Geschätzte Lesezeit: 8 Minuten

Ardoas ist die siebte Inkarnation Naromees und wie in seinen anderen Leben begibt er sich auf die Suche nach Naromees Wissen. Auf dem Weg findet er in Daludred und Jerudana auch, was er nicht suchte. Doch kann er die Erinnerungen finden, bevor es zu spät ist?

An seinem zweiunddreißigsten Geburtstag wird Ardoas III. nicht nur erwachsen. Als siebte Inkarnation der Elfenmagierin Naromee, die einst eine Gemeinschaft aus Elfen, Zwergen und Feen durch das Weltentor nach Alvaredur führte, ist es seine Aufgabe, Naromees Erinnerungen und die seiner vorigen Leben wiederzuerlangen, um die Seelenmagie wieder nutzbar zu machen. Doch das kann er nicht behütet in Ilbengrund tun. Ihn zieht es in die Wildnis, auf die Spur seiner Seelenschwester Ardoana.

**AUFGABEN:**
[1] Beantworte diese Fragen anhand des Ausgangstexts:
(a) Wie lange ist die geschätzte Lesezeit?
(b) Wo findet Ardoas auf dem Weg auch, was er nicht suchte?
(c) Wohin führte Naromee einst eine Gemeinschaft aus Elfen, Zwergen und Feen?
[2] Übersetze diesen Satz aus dem Ausgangstext ins Englische: „Doch das kann er nicht behütet in Ilbengrund tun.“
[3] Gib den Teil des Ausgangstexts zwischen „Ardoas ist die“ und „zu spät ist?“ wortgetreu wieder, beide Stellen eingeschlossen.

**VORLIEGENDE DATEN:**
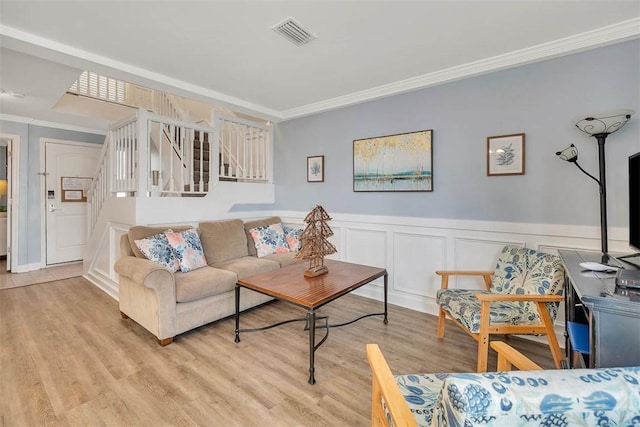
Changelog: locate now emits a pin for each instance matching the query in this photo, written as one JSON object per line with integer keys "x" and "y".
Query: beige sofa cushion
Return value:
{"x": 248, "y": 225}
{"x": 248, "y": 266}
{"x": 202, "y": 283}
{"x": 138, "y": 232}
{"x": 223, "y": 240}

**ANTWORTEN:**
[1]
(a) 8 Minuten
(b) In Daludred und Jerudana
(c) Durch das Weltentor nach Alvaredur

[2] But he cannot do that sheltered in Ilbengrund.

[3]
Ardoas ist die siebte Inkarnation Naromees und wie in seinen anderen Leben begibt er sich auf die Suche nach Naromees Wissen. Auf dem Weg findet er in Daludred und Jerudana auch, was er nicht suchte. Doch kann er die Erinnerungen finden, bevor es zu spät ist?